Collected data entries

----

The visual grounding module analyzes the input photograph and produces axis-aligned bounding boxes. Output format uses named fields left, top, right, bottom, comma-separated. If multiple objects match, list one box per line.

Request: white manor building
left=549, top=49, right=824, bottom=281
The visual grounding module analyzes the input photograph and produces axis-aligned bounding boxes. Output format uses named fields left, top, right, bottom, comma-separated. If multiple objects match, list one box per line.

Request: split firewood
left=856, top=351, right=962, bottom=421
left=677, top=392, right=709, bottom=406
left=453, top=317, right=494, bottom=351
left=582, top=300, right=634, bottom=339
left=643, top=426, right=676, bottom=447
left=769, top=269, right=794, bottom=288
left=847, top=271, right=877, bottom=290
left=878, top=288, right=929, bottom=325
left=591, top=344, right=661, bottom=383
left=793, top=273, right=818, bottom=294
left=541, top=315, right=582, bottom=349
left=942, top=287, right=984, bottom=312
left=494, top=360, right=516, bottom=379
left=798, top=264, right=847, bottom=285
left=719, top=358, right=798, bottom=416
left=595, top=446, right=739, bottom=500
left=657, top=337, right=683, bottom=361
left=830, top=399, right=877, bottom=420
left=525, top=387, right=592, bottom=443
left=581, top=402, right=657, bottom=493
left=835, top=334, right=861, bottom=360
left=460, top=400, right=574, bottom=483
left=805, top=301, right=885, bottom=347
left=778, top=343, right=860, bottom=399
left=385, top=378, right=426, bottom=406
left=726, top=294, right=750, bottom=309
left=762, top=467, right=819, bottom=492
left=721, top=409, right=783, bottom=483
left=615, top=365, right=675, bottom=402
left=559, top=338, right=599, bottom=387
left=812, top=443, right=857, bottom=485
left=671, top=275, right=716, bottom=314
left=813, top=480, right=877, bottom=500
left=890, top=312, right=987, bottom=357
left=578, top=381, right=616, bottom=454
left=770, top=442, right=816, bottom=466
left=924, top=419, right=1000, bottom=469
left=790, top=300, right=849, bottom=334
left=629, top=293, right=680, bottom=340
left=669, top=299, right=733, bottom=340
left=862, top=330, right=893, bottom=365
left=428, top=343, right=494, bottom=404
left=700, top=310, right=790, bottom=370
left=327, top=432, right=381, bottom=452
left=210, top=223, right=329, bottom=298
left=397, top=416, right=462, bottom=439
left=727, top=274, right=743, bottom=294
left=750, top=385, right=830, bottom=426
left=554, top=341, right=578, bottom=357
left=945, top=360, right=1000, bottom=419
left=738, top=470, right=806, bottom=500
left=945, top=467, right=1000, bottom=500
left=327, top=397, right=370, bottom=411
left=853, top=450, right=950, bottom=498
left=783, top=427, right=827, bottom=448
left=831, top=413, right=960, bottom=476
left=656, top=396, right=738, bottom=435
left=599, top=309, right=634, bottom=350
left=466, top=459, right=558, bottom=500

----

Problem:
All of the records must be retyped exactly as they are.

Written answer:
The visual grounding module analyzes the input photograph and produces axis-aligned bounding boxes. Output format uses named fields left, top, right, bottom, comma-separated. If multiple objects match, list one box per line.

Request: white manor building
left=549, top=49, right=824, bottom=281
The visual grounding module analyzes the input photograph and produces axis-aligned bounding boxes. Output format uses named fields left, top, right, bottom, comma-separated. If multiple objects match, list one box per line.

Request: split firewood
left=856, top=351, right=962, bottom=421
left=677, top=392, right=709, bottom=406
left=453, top=317, right=494, bottom=351
left=582, top=300, right=634, bottom=339
left=643, top=426, right=676, bottom=447
left=769, top=269, right=794, bottom=288
left=847, top=271, right=877, bottom=290
left=878, top=288, right=929, bottom=325
left=591, top=344, right=661, bottom=383
left=793, top=273, right=818, bottom=294
left=541, top=315, right=582, bottom=349
left=942, top=287, right=984, bottom=312
left=494, top=360, right=516, bottom=379
left=798, top=264, right=847, bottom=285
left=719, top=358, right=798, bottom=416
left=595, top=446, right=739, bottom=500
left=657, top=337, right=683, bottom=361
left=830, top=399, right=877, bottom=420
left=525, top=387, right=592, bottom=443
left=581, top=402, right=657, bottom=493
left=835, top=334, right=861, bottom=360
left=460, top=400, right=574, bottom=483
left=805, top=301, right=885, bottom=347
left=778, top=343, right=860, bottom=399
left=385, top=378, right=426, bottom=406
left=726, top=294, right=750, bottom=309
left=762, top=467, right=819, bottom=492
left=721, top=409, right=783, bottom=483
left=615, top=365, right=675, bottom=402
left=559, top=338, right=599, bottom=387
left=812, top=443, right=857, bottom=485
left=671, top=275, right=716, bottom=314
left=813, top=480, right=877, bottom=500
left=890, top=312, right=987, bottom=357
left=578, top=381, right=616, bottom=454
left=770, top=442, right=816, bottom=466
left=924, top=419, right=1000, bottom=469
left=790, top=300, right=849, bottom=334
left=629, top=293, right=680, bottom=340
left=669, top=299, right=733, bottom=340
left=862, top=330, right=893, bottom=365
left=428, top=343, right=494, bottom=404
left=700, top=310, right=790, bottom=370
left=327, top=432, right=381, bottom=452
left=210, top=223, right=329, bottom=298
left=397, top=416, right=462, bottom=439
left=727, top=274, right=743, bottom=294
left=750, top=385, right=830, bottom=426
left=554, top=341, right=578, bottom=357
left=945, top=360, right=1000, bottom=419
left=738, top=470, right=806, bottom=500
left=945, top=467, right=1000, bottom=500
left=327, top=397, right=370, bottom=411
left=853, top=450, right=950, bottom=498
left=783, top=427, right=827, bottom=448
left=831, top=413, right=960, bottom=476
left=656, top=396, right=738, bottom=435
left=599, top=309, right=634, bottom=350
left=466, top=459, right=558, bottom=500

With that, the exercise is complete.